● **Problem details**
Rewrite the listing below with every "longboard" swapped for "skateboard", leaving everything else the same. Don't include the pictures in your answer.

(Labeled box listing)
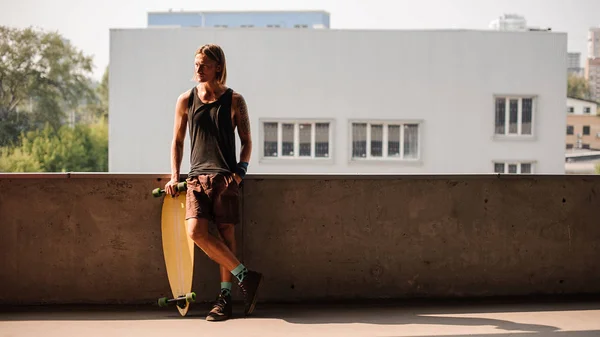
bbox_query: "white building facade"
[109,28,567,174]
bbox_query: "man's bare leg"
[217,224,237,283]
[186,218,240,273]
[206,224,237,321]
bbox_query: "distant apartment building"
[566,97,600,150]
[489,14,527,31]
[585,57,600,102]
[567,53,584,77]
[148,11,329,29]
[588,27,600,59]
[109,28,567,174]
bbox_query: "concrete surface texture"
[0,302,600,337]
[0,175,600,304]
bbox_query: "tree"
[0,26,94,146]
[0,121,108,172]
[567,74,592,99]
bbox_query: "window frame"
[581,125,592,136]
[492,94,538,140]
[492,160,537,175]
[258,118,335,163]
[347,119,424,164]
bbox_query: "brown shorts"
[185,173,240,224]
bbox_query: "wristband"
[235,162,248,179]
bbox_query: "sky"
[0,0,600,79]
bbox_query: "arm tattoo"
[237,95,250,135]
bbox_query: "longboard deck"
[161,192,194,316]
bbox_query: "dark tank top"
[188,87,237,177]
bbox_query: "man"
[165,44,262,321]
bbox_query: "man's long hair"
[194,44,227,85]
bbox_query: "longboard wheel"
[185,292,196,303]
[152,181,187,198]
[158,297,168,308]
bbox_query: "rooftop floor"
[0,300,600,337]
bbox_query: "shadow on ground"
[0,301,600,337]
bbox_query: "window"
[351,122,420,160]
[495,97,534,136]
[262,121,331,159]
[583,125,590,136]
[494,162,533,174]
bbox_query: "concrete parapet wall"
[0,174,600,304]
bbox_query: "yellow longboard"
[152,182,196,316]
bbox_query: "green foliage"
[0,26,108,172]
[0,122,108,172]
[0,26,95,146]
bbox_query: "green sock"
[231,263,248,282]
[221,282,231,296]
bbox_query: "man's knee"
[187,219,210,242]
[217,223,235,233]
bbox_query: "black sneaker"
[238,270,263,316]
[206,293,232,322]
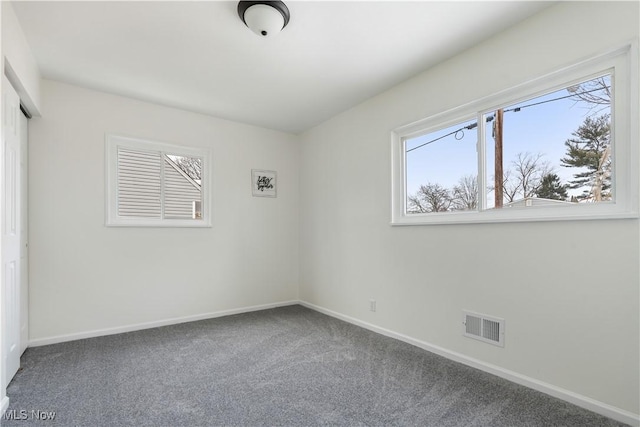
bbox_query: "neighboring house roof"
[164,155,202,219]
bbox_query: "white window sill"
[390,205,640,226]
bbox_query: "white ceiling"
[13,1,551,133]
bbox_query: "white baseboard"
[0,396,9,420]
[29,301,298,347]
[300,301,640,426]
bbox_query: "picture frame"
[251,169,278,197]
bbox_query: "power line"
[406,86,611,153]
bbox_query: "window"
[392,47,638,224]
[106,135,211,227]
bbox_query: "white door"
[18,103,29,354]
[0,76,21,386]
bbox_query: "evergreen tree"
[560,114,611,202]
[536,173,568,200]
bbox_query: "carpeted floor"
[2,306,622,427]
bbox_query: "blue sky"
[406,75,609,206]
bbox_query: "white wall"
[1,1,40,115]
[29,80,298,342]
[300,2,640,422]
[0,1,40,415]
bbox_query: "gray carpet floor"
[2,306,623,427]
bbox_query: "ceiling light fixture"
[238,1,289,37]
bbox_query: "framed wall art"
[251,169,278,197]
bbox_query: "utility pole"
[493,108,504,208]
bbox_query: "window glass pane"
[484,74,613,208]
[405,119,478,214]
[164,154,202,220]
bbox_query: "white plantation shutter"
[117,147,162,219]
[106,135,211,227]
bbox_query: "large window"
[393,44,638,224]
[106,135,211,227]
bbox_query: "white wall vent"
[462,311,504,347]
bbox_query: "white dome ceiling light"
[238,1,289,37]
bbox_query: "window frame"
[391,41,640,225]
[105,133,212,228]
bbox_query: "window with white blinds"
[106,135,211,227]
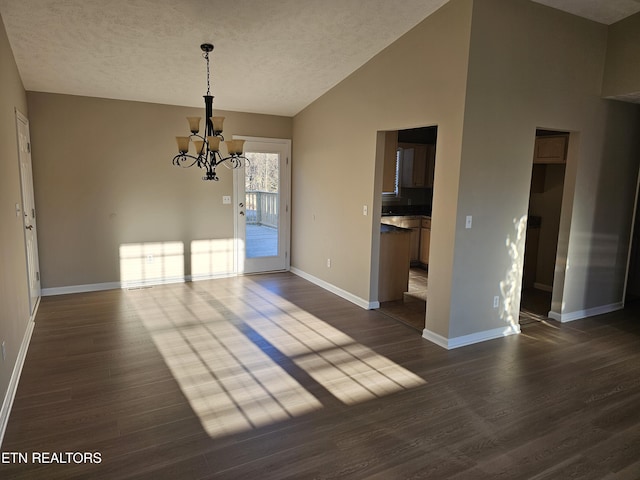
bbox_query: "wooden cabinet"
[381,216,420,263]
[420,218,431,265]
[378,230,409,302]
[382,131,398,193]
[398,143,436,188]
[533,135,569,163]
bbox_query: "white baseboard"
[42,273,237,297]
[548,302,624,323]
[0,299,40,447]
[291,267,380,310]
[422,325,520,350]
[42,282,121,297]
[533,282,553,293]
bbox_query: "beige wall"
[27,92,292,289]
[602,13,640,97]
[292,0,471,334]
[451,0,640,336]
[0,14,29,412]
[292,0,639,338]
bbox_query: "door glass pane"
[245,152,280,258]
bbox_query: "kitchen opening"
[378,126,438,332]
[520,129,569,325]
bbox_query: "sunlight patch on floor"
[130,280,425,438]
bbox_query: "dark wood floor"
[0,274,640,480]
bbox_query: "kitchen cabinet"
[398,143,436,188]
[382,131,398,193]
[380,215,421,264]
[378,224,410,302]
[533,135,569,163]
[420,218,431,265]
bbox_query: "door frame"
[15,109,42,316]
[232,135,291,274]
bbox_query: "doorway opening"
[378,126,438,333]
[520,129,569,325]
[234,137,291,273]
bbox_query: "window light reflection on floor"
[130,279,425,437]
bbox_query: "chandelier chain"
[202,52,211,95]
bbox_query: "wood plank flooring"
[0,273,640,480]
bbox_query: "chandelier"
[173,43,247,181]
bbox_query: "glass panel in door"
[236,139,290,273]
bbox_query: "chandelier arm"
[173,153,198,168]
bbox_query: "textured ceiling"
[0,0,640,116]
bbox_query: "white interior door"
[16,110,40,314]
[234,136,291,273]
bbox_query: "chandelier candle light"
[173,43,247,181]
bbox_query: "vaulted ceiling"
[0,0,640,116]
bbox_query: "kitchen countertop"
[380,223,411,233]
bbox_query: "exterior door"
[16,111,40,315]
[234,137,291,273]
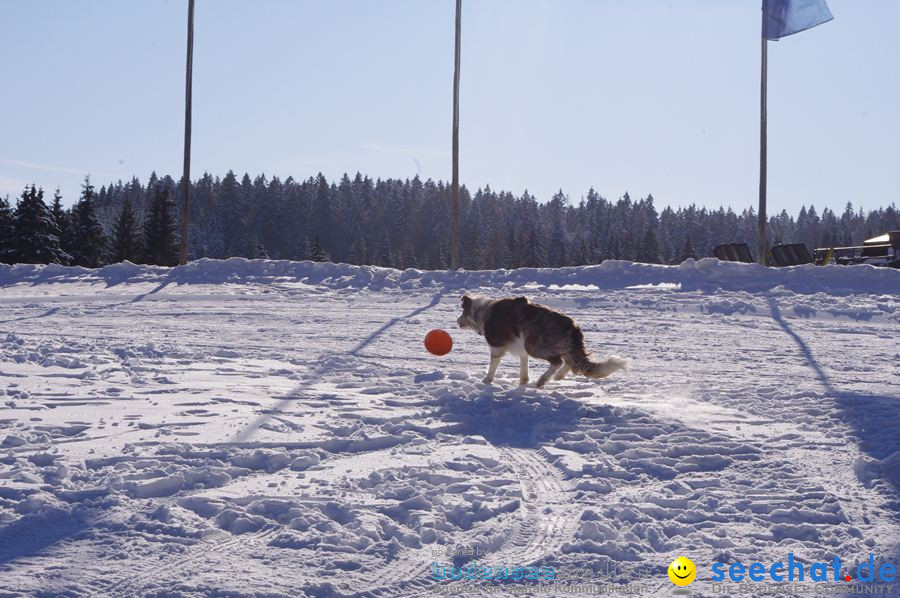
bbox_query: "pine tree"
[12,184,71,264]
[0,197,16,264]
[144,185,180,266]
[309,235,331,262]
[50,187,72,255]
[72,177,106,268]
[218,170,253,257]
[110,199,143,263]
[679,235,697,262]
[640,227,659,264]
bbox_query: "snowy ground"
[0,259,900,597]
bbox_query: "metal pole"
[756,14,768,266]
[450,0,462,270]
[180,0,194,264]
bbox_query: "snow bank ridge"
[0,258,900,295]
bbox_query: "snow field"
[0,259,900,596]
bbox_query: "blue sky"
[0,0,900,212]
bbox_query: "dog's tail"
[567,328,628,378]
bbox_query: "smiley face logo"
[669,556,697,586]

● **Response to this task**
bbox_query: "white building facade"
[109,28,567,174]
bbox_query: "man's bare leg"
[217,224,237,283]
[186,218,240,273]
[206,224,237,321]
bbox_query: "distant apartment building"
[566,97,600,150]
[489,14,527,31]
[585,57,600,102]
[567,53,584,77]
[148,11,329,29]
[588,27,600,59]
[109,28,567,174]
bbox_query: "concrete surface texture"
[0,302,600,337]
[0,175,600,304]
bbox_query: "tree"
[0,26,94,146]
[0,121,108,172]
[567,74,592,99]
bbox_query: "window frame"
[581,125,592,136]
[492,94,538,140]
[492,160,537,175]
[258,118,335,163]
[347,119,424,164]
bbox_query: "brown shorts"
[185,173,240,224]
bbox_query: "wristband"
[235,162,248,179]
bbox_query: "sky"
[0,0,600,79]
bbox_query: "arm tattoo"
[237,95,250,135]
bbox_query: "skateboard deck"
[161,192,194,316]
bbox_query: "dark tank top"
[188,87,237,177]
bbox_query: "man"
[165,44,262,321]
bbox_query: "man's long hair"
[194,44,227,85]
bbox_query: "skateboard wheel"
[185,292,196,303]
[152,181,187,198]
[158,297,168,308]
bbox_query: "rooftop floor"
[0,300,600,337]
bbox_query: "shadow on ground"
[0,301,600,337]
bbox_query: "window"
[351,122,420,160]
[495,97,534,136]
[262,121,331,159]
[583,125,590,136]
[494,162,533,174]
bbox_query: "concrete parapet wall"
[0,174,600,304]
bbox_query: "yellow skateboard"
[152,182,196,316]
bbox_query: "green foliage"
[0,26,108,172]
[0,122,108,172]
[0,26,95,146]
bbox_query: "green sock"
[231,263,248,282]
[221,282,231,296]
bbox_query: "man's knee"
[187,219,210,242]
[217,223,235,233]
bbox_query: "black sneaker"
[238,270,263,316]
[206,293,232,322]
bbox_query: "neighboring house roof"
[164,155,202,219]
bbox_query: "white window sill"
[390,205,640,226]
bbox_query: "white ceiling"
[13,1,551,133]
bbox_query: "white baseboard"
[0,396,9,420]
[29,301,298,347]
[300,301,640,426]
bbox_query: "picture frame"
[251,169,278,197]
bbox_query: "power line"
[406,86,611,153]
bbox_query: "window"
[392,47,638,224]
[106,135,211,227]
bbox_query: "white door"
[18,103,29,354]
[0,76,21,386]
bbox_query: "evergreen tree"
[560,114,611,202]
[536,173,568,200]
bbox_query: "carpeted floor"
[2,306,622,427]
bbox_query: "blue sky"
[406,75,609,206]
bbox_query: "white wall"
[1,1,40,115]
[29,80,298,342]
[300,2,640,422]
[0,1,40,415]
bbox_query: "gray carpet floor"
[2,306,623,427]
bbox_query: "ceiling light fixture"
[238,1,289,37]
bbox_query: "framed wall art"
[251,169,278,197]
bbox_query: "utility pole"
[493,108,504,208]
bbox_query: "window glass pane"
[484,74,613,208]
[405,119,478,214]
[164,154,202,220]
bbox_query: "white plantation shutter"
[117,147,162,219]
[106,135,211,227]
bbox_query: "large window"
[393,44,638,224]
[106,135,211,227]
bbox_query: "white wall vent"
[462,311,504,347]
bbox_query: "white dome ceiling light"
[238,1,289,37]
bbox_query: "window frame"
[391,41,640,225]
[105,133,212,228]
bbox_query: "window with white blinds"
[106,135,211,227]
bbox_query: "wooden cabinet"
[381,216,420,263]
[420,218,431,265]
[378,230,409,302]
[382,131,398,193]
[398,143,436,188]
[533,135,569,163]
bbox_query: "white baseboard"
[42,273,237,297]
[548,302,624,323]
[0,299,40,447]
[291,267,380,310]
[422,325,520,350]
[42,282,121,297]
[533,282,553,293]
bbox_query: "beige wall"
[27,92,292,289]
[602,13,640,97]
[292,0,471,334]
[451,0,640,336]
[0,14,29,412]
[292,0,639,338]
bbox_query: "door glass pane"
[245,152,280,258]
bbox_query: "kitchen opening"
[378,126,438,332]
[520,129,569,325]
bbox_query: "sunlight patch on floor"
[130,280,425,438]
bbox_query: "dark wood floor"
[0,274,640,480]
bbox_query: "kitchen cabinet"
[398,143,436,188]
[382,131,398,193]
[380,215,421,264]
[378,224,410,302]
[533,135,569,163]
[420,218,431,265]
bbox_query: "door frame"
[15,109,42,316]
[232,135,291,274]
bbox_query: "doorway opening"
[378,126,438,333]
[520,129,569,325]
[234,137,291,273]
bbox_query: "window light reflection on floor"
[130,279,425,437]
bbox_query: "chandelier chain"
[202,52,211,95]
bbox_query: "wood plank flooring"
[0,273,640,480]
bbox_query: "chandelier"
[173,43,247,181]
bbox_query: "glass panel in door"
[236,139,290,273]
bbox_query: "chandelier arm"
[173,153,198,168]
bbox_query: "textured ceiling"
[0,0,640,116]
bbox_query: "white interior door"
[16,110,40,314]
[234,136,291,273]
bbox_query: "chandelier candle light"
[173,43,247,181]
bbox_query: "vaulted ceiling"
[0,0,640,116]
bbox_query: "kitchen countertop"
[380,223,411,233]
bbox_query: "exterior door"
[16,111,40,315]
[234,137,291,273]
bbox_query: "pine tree"
[12,184,71,264]
[0,197,16,264]
[144,185,180,266]
[309,235,331,262]
[50,187,72,255]
[72,177,106,268]
[218,170,253,257]
[110,199,143,263]
[679,235,697,262]
[640,227,659,264]
bbox_query: "snowy ground"
[0,259,900,597]
bbox_query: "metal pole"
[756,14,768,266]
[450,0,462,270]
[180,0,194,264]
bbox_query: "snow bank ridge"
[0,258,900,295]
bbox_query: "snow field"
[0,259,900,596]
bbox_query: "blue sky"
[0,0,900,212]
bbox_query: "dog's tail"
[567,328,628,378]
bbox_query: "smiley face logo"
[669,556,697,586]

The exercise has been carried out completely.